**Problem details:** Could you copy every record below exactly as it is written?

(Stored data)

====

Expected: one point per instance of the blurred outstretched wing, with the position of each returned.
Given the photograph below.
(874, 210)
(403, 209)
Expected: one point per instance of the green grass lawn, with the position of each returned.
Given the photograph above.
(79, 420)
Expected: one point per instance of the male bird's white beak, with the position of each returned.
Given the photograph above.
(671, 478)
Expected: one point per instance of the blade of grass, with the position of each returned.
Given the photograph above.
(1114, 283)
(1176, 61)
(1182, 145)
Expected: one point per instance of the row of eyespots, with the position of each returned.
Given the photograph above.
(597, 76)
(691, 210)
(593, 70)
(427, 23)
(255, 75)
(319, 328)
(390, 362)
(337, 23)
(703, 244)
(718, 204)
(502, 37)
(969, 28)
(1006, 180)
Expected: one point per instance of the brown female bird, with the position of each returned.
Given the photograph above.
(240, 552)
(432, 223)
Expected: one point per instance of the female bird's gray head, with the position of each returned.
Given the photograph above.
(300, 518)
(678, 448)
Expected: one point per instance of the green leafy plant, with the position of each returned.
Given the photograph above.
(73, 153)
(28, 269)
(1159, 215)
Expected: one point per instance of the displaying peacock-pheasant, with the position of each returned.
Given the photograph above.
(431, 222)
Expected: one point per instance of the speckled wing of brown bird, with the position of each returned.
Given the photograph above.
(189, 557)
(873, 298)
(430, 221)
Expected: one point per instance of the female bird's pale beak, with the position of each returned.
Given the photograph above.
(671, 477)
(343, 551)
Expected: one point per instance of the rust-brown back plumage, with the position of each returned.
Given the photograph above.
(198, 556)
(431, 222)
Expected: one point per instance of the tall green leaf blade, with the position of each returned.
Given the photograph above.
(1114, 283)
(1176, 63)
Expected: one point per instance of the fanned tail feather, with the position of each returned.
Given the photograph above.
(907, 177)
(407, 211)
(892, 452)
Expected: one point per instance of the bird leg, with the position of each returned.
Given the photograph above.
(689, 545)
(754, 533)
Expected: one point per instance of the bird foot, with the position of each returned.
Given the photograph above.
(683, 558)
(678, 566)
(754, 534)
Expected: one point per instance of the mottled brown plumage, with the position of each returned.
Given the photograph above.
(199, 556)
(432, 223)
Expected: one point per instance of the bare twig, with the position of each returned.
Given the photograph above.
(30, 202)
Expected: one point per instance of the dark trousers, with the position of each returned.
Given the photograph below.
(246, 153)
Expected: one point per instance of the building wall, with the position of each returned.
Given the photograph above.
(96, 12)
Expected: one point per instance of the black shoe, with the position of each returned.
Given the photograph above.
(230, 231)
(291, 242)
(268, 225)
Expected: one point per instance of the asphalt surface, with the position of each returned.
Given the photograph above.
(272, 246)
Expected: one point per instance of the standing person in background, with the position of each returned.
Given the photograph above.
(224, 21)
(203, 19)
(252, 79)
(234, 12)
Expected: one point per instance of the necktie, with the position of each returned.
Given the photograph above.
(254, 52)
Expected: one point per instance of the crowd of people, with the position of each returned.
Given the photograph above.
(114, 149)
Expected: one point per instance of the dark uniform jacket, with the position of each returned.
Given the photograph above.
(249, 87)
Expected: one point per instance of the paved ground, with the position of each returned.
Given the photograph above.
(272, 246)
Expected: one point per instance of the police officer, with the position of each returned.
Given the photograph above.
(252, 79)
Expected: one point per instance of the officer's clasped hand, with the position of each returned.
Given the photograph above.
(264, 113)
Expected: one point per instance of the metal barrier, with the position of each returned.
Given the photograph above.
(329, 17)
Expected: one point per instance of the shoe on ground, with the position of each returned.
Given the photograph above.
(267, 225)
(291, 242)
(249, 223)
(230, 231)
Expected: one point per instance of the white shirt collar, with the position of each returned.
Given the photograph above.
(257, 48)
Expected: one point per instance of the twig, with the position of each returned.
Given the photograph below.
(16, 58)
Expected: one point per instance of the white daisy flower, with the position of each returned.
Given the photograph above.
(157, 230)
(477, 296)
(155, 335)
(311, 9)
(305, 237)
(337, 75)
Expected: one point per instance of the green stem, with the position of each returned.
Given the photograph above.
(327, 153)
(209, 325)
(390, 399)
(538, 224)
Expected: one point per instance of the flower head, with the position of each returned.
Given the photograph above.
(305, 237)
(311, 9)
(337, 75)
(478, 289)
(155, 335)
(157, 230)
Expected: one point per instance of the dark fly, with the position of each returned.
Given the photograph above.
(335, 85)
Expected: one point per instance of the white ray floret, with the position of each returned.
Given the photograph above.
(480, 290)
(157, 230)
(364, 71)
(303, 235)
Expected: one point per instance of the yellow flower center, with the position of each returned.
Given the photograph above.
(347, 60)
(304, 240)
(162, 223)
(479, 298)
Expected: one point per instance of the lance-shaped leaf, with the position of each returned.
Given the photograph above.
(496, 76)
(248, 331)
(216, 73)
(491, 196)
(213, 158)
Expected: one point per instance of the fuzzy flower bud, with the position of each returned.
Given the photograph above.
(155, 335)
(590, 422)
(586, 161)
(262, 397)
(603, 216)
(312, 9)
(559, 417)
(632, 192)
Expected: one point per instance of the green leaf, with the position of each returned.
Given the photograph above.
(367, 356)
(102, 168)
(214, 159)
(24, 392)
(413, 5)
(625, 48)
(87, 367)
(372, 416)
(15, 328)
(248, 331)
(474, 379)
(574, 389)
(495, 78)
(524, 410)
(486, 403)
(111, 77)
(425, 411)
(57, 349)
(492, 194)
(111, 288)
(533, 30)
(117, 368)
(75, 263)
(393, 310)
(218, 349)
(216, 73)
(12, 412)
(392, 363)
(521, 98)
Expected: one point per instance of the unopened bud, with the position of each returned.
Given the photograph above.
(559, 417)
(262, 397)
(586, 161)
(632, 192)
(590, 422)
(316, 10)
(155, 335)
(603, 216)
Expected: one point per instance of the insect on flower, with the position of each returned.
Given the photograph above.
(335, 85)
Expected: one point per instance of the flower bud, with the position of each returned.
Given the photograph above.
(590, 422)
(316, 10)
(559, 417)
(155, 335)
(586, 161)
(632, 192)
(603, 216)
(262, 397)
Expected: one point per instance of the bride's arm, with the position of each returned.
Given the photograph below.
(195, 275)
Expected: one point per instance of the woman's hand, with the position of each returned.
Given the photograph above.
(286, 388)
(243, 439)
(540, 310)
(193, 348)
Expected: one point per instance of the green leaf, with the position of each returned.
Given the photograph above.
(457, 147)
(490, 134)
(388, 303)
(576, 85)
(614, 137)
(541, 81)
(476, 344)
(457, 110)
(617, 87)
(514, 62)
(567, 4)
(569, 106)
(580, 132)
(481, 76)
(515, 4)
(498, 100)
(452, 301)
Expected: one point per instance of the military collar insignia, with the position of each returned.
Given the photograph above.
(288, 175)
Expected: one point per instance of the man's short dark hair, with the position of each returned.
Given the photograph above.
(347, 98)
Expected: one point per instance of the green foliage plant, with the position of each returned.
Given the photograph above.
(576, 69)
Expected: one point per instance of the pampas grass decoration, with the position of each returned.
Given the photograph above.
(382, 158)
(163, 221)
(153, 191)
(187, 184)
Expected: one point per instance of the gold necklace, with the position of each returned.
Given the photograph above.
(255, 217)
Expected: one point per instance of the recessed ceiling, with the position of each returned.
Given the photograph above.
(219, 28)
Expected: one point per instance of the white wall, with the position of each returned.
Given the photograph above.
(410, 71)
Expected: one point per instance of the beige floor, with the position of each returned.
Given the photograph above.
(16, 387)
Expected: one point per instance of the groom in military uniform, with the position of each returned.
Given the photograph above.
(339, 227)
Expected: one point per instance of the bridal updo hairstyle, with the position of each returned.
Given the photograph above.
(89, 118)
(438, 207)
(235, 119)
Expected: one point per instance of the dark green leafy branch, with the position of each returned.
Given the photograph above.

====

**Solution:**
Expected: one point per instance of the blurred outstretched wing, with the position of each returned.
Given the photograph below.
(874, 210)
(403, 209)
Expected: one point per instance of the green grass lawn, with the position of each returned.
Given the photograph above.
(79, 420)
Expected: one point per instance of the male bird's white beak, with the position of each returned.
Given the photograph above.
(671, 478)
Expected: one point per instance of the blade of grass, with the position of each returned.
Given the photograph above.
(1114, 283)
(1176, 61)
(1182, 145)
Expected: one point per instance of the row of eyespots, with the position of each returned.
Given the photograph above.
(597, 76)
(691, 210)
(593, 70)
(427, 23)
(255, 75)
(319, 328)
(390, 362)
(337, 23)
(703, 244)
(718, 204)
(502, 37)
(969, 28)
(1006, 180)
Expected: one point per instance of the brown female bird, with the position of each returned.
Given the photograph above.
(240, 552)
(432, 223)
Expected: one point per instance of the female bird's gray head, with the position of each returned.
Given the photograph above.
(300, 518)
(678, 448)
Expected: one point per instance of the green leafy plant, with the position of each returned.
Given the photograph above.
(73, 153)
(28, 269)
(1159, 215)
Expected: one point per instance of the displaying peacock-pheasant, with the position of each returned.
Given the photograph above.
(431, 222)
Expected: one point per instance of the speckled wing of brown bird, with the position of each returned.
Given the photograph above.
(189, 557)
(873, 298)
(430, 221)
Expected: one point per instance of the female bird's pale beak, with the position of each returned.
Given the photograph above.
(671, 477)
(343, 551)
Expected: one point per instance of the rust-brown back plumage, with the position of each returned.
Given the photograph above.
(198, 556)
(431, 222)
Expected: one point per instance of the tall green leaf blade, with the position of each returned.
Given the photograph above.
(1114, 283)
(1176, 63)
Expected: one point per instance of the fanned tail feather, with the position of each returned.
Given the photograph above.
(907, 177)
(407, 211)
(892, 452)
Expected: one point per instance of the bird leg, with the position of each returned.
Given the photograph above.
(689, 545)
(754, 533)
Expected: one point per instance of the bird foot, with the position of each returned.
Given the photograph above.
(683, 558)
(678, 566)
(754, 534)
Expected: one point per instance of the mottled brown plumage, with the position of each returned.
Given the photograph above.
(199, 556)
(432, 223)
Expected: one point per instance of the bare twig, with the position of each returned.
Given the photograph above.
(30, 202)
Expected: one point per instance of the dark trousers, with the position of each returned.
Given the photograph below.
(246, 153)
Expected: one point per instance of the building wall, with the position of each returned.
Given the photograph above.
(96, 12)
Expected: one point per instance of the black shoe, with the position of each returned.
Given the photograph above.
(230, 231)
(291, 242)
(268, 225)
Expected: one point per instance of the asphalt surface, with the position of each returned.
Given the photograph above.
(272, 246)
Expected: one point per instance of the standing person in background, with the position of each returned.
Given the photograph above.
(224, 21)
(203, 19)
(252, 79)
(234, 12)
Expected: one point per instance of the necktie, with the position of each returned.
Given the photograph above.
(254, 52)
Expected: one point per instance of the crowd of people, with the position of each returned.
Given the photograph above.
(114, 149)
Expected: one point per instance of the dark uniform jacket, with the position of each returned.
Given the photograph above.
(249, 87)
Expected: one point per instance of the paved ground, with the position of each returned.
Given the photograph above.
(272, 246)
Expected: one point per instance of the police officer, with the position of each returned.
Given the photograph above.
(252, 79)
Expected: one point per instance of the officer's clasped hand, with the position of each returned.
Given the photograph above.
(264, 113)
Expected: one point per instance of the metal barrier, with the position of each returned.
Given the photograph above.
(329, 17)
Expected: one point per instance of the shoe on ground, with the position of each returned.
Given the photograph above.
(267, 225)
(291, 242)
(249, 223)
(230, 231)
Expected: one point per instance of the white shirt collar, with the position of each returned.
Given the photograph above.
(257, 48)
Expected: one point per instance of the twig, with the position of each returned.
Given the photograph below.
(16, 58)
Expected: one point per instance of the white daisy flower, with the position of each returned.
Given the photograph above.
(157, 230)
(477, 296)
(155, 335)
(311, 9)
(305, 237)
(337, 75)
Expected: one point per instance of the green stem, with the position of each returned.
Given the photograph above.
(327, 153)
(209, 325)
(390, 399)
(538, 224)
Expected: one point per instance of the flower head, with the position of each returned.
Given the photograph above.
(305, 237)
(311, 9)
(337, 75)
(478, 289)
(155, 335)
(157, 230)
Expected: one point per instance of the dark fly, with the position of each returned.
Given the photograph above.
(335, 85)
Expected: one point per instance of the white ray floret, with the position of each returned.
Given the photograph above.
(480, 290)
(157, 230)
(364, 71)
(303, 235)
Expected: one point per instance of the yellow flower center, with the position of each returned.
Given the photograph above.
(347, 60)
(304, 240)
(162, 223)
(479, 298)
Expected: one point per instance of the lance-shaped leaf, with the position of each returned.
Given the photograph above.
(496, 76)
(248, 331)
(216, 73)
(491, 196)
(213, 158)
Expected: one point per instance of the fuzzy flower bud, with the position of each returned.
Given the photograph above.
(155, 335)
(590, 422)
(586, 161)
(262, 397)
(603, 216)
(312, 9)
(559, 417)
(632, 192)
Expected: one point per instance of the green leaf, with the position of each returned.
Given the photograph above.
(367, 356)
(102, 168)
(214, 159)
(24, 392)
(413, 5)
(625, 48)
(87, 367)
(372, 416)
(15, 328)
(248, 331)
(474, 379)
(574, 389)
(495, 78)
(524, 410)
(486, 403)
(111, 77)
(425, 411)
(57, 349)
(492, 194)
(111, 288)
(533, 30)
(117, 368)
(75, 263)
(393, 310)
(218, 349)
(216, 73)
(12, 412)
(392, 363)
(521, 98)
Expected: one point per instance of the unopened bud, with the position of each returned.
Given the photograph above.
(559, 417)
(262, 397)
(586, 161)
(632, 192)
(590, 422)
(316, 10)
(155, 335)
(603, 216)
Expected: one point per instance of the insect on flower, with the position of each returned.
Given the photograph above.
(335, 85)
Expected: one point per instance of the flower bud, with the position of each returned.
Given the photograph above.
(590, 422)
(316, 10)
(559, 417)
(155, 335)
(586, 161)
(632, 192)
(603, 216)
(262, 397)
Expected: one point per instance of the bride's arm, with the position of each returned.
Given the photograph below.
(195, 275)
Expected: one point per instance of the woman's hand, with the position of each returned.
Given the photograph above.
(286, 388)
(243, 439)
(540, 310)
(193, 348)
Expected: one point per instance of the green leaf, with the position of each returned.
Given the photograph above.
(457, 147)
(490, 134)
(388, 303)
(576, 85)
(614, 137)
(541, 81)
(476, 344)
(457, 110)
(617, 87)
(514, 62)
(567, 4)
(569, 106)
(580, 132)
(481, 76)
(515, 4)
(498, 100)
(452, 301)
Expected: one point per instance of the military collar insignia, with the position of each returned.
Given the photograph above.
(288, 175)
Expected: one point per instance of the man's short dark hair, with the position of each returned.
Given the photograph above.
(347, 98)
Expected: one point per instance of the green foliage plant, with the position of each returned.
Given the photograph above.
(576, 69)
Expected: one point per instance of the pampas grass decoration, with the position of each returned.
Given the photograph above.
(382, 158)
(163, 221)
(153, 191)
(187, 184)
Expected: one point per instance of the gold necklace, with the position of each returned.
Given the photograph above.
(255, 217)
Expected: one point per instance of the recessed ceiling, with the position of each returned.
Given the photograph above.
(219, 28)
Expected: one point per instance of the white wall, with the position of each returned.
Given the photograph above.
(410, 71)
Expected: one point per instance of the beige floor, with the position of each returned.
Given the photograph above.
(16, 387)
Expected: one point per instance of the groom in military uniform, with the position of each returned.
Given the photograph above.
(339, 227)
Expected: one point per instance of the bridal updo hairstyle, with the position of each returned.
Given the photograph above.
(89, 118)
(438, 207)
(235, 119)
Expected: one point per instance of the dark green leafy branch, with the position of each returned.
Given the photograph above.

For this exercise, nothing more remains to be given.